**Data for processing:**
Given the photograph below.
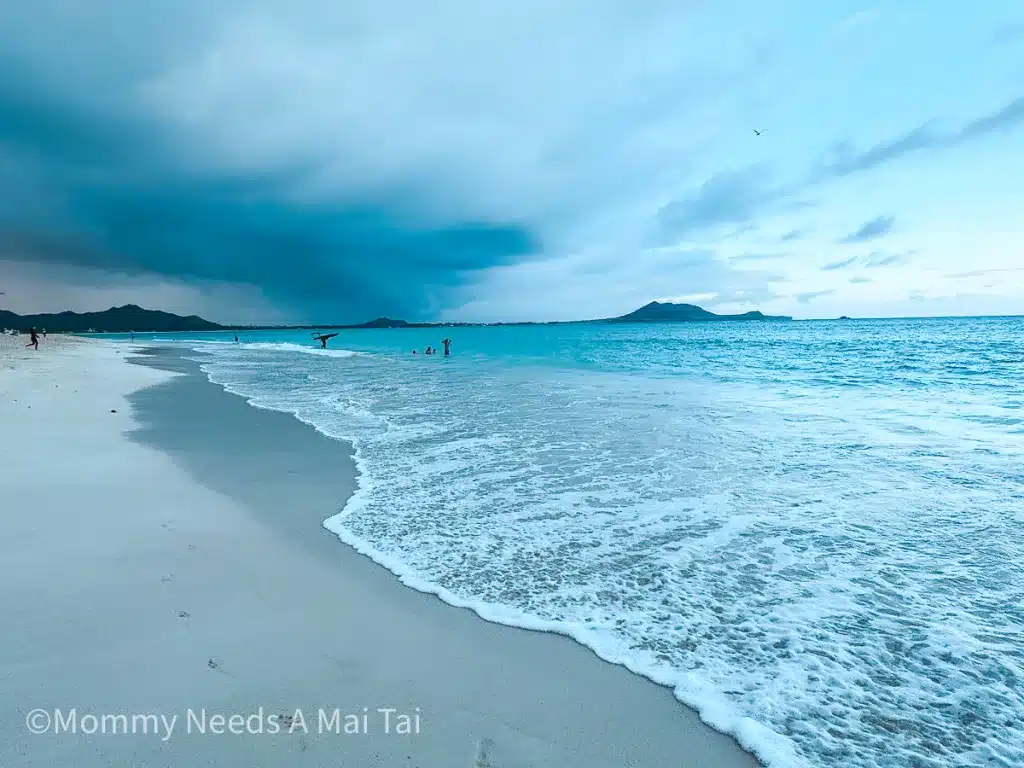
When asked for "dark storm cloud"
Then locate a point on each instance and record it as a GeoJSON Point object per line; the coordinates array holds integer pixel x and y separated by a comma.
{"type": "Point", "coordinates": [104, 193]}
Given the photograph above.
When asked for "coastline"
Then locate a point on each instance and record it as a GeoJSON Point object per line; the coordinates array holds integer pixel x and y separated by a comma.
{"type": "Point", "coordinates": [214, 510]}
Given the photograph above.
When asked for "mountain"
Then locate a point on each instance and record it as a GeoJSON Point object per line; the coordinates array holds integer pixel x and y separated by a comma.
{"type": "Point", "coordinates": [657, 311]}
{"type": "Point", "coordinates": [132, 317]}
{"type": "Point", "coordinates": [115, 320]}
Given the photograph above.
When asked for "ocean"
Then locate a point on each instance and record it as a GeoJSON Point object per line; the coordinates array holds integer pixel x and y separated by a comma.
{"type": "Point", "coordinates": [812, 530]}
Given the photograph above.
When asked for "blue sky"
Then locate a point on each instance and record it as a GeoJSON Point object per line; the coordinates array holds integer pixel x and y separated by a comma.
{"type": "Point", "coordinates": [318, 161]}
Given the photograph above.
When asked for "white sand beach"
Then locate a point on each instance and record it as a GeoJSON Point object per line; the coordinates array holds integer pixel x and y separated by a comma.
{"type": "Point", "coordinates": [162, 555]}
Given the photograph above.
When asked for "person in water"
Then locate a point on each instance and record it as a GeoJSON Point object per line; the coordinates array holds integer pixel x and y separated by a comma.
{"type": "Point", "coordinates": [323, 339]}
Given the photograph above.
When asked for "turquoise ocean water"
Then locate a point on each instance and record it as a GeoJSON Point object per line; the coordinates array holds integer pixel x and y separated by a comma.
{"type": "Point", "coordinates": [813, 531]}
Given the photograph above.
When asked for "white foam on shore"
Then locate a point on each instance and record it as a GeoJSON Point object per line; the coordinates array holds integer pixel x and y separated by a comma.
{"type": "Point", "coordinates": [702, 524]}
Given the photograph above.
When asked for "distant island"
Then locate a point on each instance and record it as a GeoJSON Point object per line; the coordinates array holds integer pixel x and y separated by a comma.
{"type": "Point", "coordinates": [134, 318]}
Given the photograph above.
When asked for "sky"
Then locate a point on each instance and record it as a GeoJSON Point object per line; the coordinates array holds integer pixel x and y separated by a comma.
{"type": "Point", "coordinates": [311, 161]}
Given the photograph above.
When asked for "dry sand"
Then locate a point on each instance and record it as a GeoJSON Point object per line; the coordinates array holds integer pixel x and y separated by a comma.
{"type": "Point", "coordinates": [162, 554]}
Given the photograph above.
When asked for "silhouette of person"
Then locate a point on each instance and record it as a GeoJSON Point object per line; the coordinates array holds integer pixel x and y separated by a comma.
{"type": "Point", "coordinates": [323, 339]}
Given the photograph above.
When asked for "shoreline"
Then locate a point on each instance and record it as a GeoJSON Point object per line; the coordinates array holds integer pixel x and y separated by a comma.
{"type": "Point", "coordinates": [278, 611]}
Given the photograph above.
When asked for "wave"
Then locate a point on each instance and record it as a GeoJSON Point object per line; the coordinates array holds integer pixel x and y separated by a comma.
{"type": "Point", "coordinates": [285, 346]}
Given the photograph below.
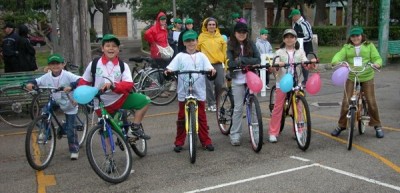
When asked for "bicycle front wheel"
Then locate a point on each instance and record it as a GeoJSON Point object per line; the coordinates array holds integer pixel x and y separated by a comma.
{"type": "Point", "coordinates": [192, 132]}
{"type": "Point", "coordinates": [15, 106]}
{"type": "Point", "coordinates": [301, 122]}
{"type": "Point", "coordinates": [108, 154]}
{"type": "Point", "coordinates": [363, 117]}
{"type": "Point", "coordinates": [81, 123]}
{"type": "Point", "coordinates": [224, 112]}
{"type": "Point", "coordinates": [254, 120]}
{"type": "Point", "coordinates": [160, 90]}
{"type": "Point", "coordinates": [40, 143]}
{"type": "Point", "coordinates": [350, 125]}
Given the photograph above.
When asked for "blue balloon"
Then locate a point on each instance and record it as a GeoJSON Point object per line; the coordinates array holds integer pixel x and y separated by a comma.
{"type": "Point", "coordinates": [84, 94]}
{"type": "Point", "coordinates": [286, 83]}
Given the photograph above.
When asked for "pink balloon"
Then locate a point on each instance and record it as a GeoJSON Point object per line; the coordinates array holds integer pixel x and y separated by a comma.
{"type": "Point", "coordinates": [314, 83]}
{"type": "Point", "coordinates": [340, 76]}
{"type": "Point", "coordinates": [254, 82]}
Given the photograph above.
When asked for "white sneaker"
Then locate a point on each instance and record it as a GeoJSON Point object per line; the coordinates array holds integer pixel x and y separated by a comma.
{"type": "Point", "coordinates": [74, 156]}
{"type": "Point", "coordinates": [173, 86]}
{"type": "Point", "coordinates": [272, 139]}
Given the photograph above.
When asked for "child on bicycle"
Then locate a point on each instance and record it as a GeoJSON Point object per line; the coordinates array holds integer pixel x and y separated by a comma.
{"type": "Point", "coordinates": [289, 52]}
{"type": "Point", "coordinates": [241, 51]}
{"type": "Point", "coordinates": [191, 59]}
{"type": "Point", "coordinates": [359, 50]}
{"type": "Point", "coordinates": [117, 93]}
{"type": "Point", "coordinates": [57, 77]}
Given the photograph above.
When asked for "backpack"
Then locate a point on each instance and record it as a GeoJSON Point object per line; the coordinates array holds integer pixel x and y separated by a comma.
{"type": "Point", "coordinates": [93, 68]}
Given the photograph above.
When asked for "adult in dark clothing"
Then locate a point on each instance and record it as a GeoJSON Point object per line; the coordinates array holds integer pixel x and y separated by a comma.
{"type": "Point", "coordinates": [9, 48]}
{"type": "Point", "coordinates": [27, 60]}
{"type": "Point", "coordinates": [304, 31]}
{"type": "Point", "coordinates": [188, 26]}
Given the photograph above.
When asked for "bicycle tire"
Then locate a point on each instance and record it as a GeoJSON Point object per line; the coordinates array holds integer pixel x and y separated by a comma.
{"type": "Point", "coordinates": [302, 120]}
{"type": "Point", "coordinates": [81, 124]}
{"type": "Point", "coordinates": [350, 126]}
{"type": "Point", "coordinates": [362, 114]}
{"type": "Point", "coordinates": [225, 105]}
{"type": "Point", "coordinates": [157, 87]}
{"type": "Point", "coordinates": [272, 97]}
{"type": "Point", "coordinates": [255, 125]}
{"type": "Point", "coordinates": [107, 162]}
{"type": "Point", "coordinates": [192, 132]}
{"type": "Point", "coordinates": [40, 143]}
{"type": "Point", "coordinates": [15, 106]}
{"type": "Point", "coordinates": [138, 145]}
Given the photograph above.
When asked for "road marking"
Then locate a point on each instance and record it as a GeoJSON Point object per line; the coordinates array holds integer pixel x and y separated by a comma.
{"type": "Point", "coordinates": [370, 180]}
{"type": "Point", "coordinates": [251, 179]}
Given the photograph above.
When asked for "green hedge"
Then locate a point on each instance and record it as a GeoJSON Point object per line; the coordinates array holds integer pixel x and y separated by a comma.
{"type": "Point", "coordinates": [334, 36]}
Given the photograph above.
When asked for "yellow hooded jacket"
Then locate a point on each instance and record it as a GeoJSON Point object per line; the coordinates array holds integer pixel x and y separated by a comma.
{"type": "Point", "coordinates": [212, 44]}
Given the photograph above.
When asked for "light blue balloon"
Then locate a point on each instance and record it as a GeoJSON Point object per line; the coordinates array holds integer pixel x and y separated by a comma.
{"type": "Point", "coordinates": [84, 94]}
{"type": "Point", "coordinates": [286, 83]}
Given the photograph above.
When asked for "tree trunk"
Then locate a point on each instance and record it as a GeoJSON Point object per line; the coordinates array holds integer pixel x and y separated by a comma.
{"type": "Point", "coordinates": [258, 18]}
{"type": "Point", "coordinates": [74, 32]}
{"type": "Point", "coordinates": [320, 13]}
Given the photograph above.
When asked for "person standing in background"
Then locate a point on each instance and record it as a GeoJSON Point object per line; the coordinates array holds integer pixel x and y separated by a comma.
{"type": "Point", "coordinates": [264, 47]}
{"type": "Point", "coordinates": [304, 31]}
{"type": "Point", "coordinates": [214, 47]}
{"type": "Point", "coordinates": [9, 50]}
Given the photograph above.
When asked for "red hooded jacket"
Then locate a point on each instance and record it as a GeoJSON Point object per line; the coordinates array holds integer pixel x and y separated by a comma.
{"type": "Point", "coordinates": [157, 35]}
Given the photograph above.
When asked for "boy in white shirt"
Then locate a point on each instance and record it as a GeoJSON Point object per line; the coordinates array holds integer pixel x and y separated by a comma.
{"type": "Point", "coordinates": [57, 77]}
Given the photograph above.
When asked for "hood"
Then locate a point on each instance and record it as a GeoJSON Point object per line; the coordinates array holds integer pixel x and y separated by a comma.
{"type": "Point", "coordinates": [204, 25]}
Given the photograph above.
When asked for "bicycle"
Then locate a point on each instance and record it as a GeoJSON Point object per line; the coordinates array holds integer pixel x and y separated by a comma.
{"type": "Point", "coordinates": [149, 80]}
{"type": "Point", "coordinates": [40, 141]}
{"type": "Point", "coordinates": [225, 106]}
{"type": "Point", "coordinates": [107, 145]}
{"type": "Point", "coordinates": [296, 107]}
{"type": "Point", "coordinates": [191, 110]}
{"type": "Point", "coordinates": [357, 110]}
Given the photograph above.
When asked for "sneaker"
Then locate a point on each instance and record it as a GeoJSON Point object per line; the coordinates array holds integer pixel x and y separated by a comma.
{"type": "Point", "coordinates": [336, 132]}
{"type": "Point", "coordinates": [74, 156]}
{"type": "Point", "coordinates": [209, 147]}
{"type": "Point", "coordinates": [173, 86]}
{"type": "Point", "coordinates": [212, 108]}
{"type": "Point", "coordinates": [379, 132]}
{"type": "Point", "coordinates": [178, 148]}
{"type": "Point", "coordinates": [272, 139]}
{"type": "Point", "coordinates": [138, 132]}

**Written request:** Extract from the entries above each line that contains the string "blue", and copy those lines unchanged in their original order.

**Result for this task:**
When asked for "blue sky"
When asked for "blue balloon"
When asked for "light blue balloon"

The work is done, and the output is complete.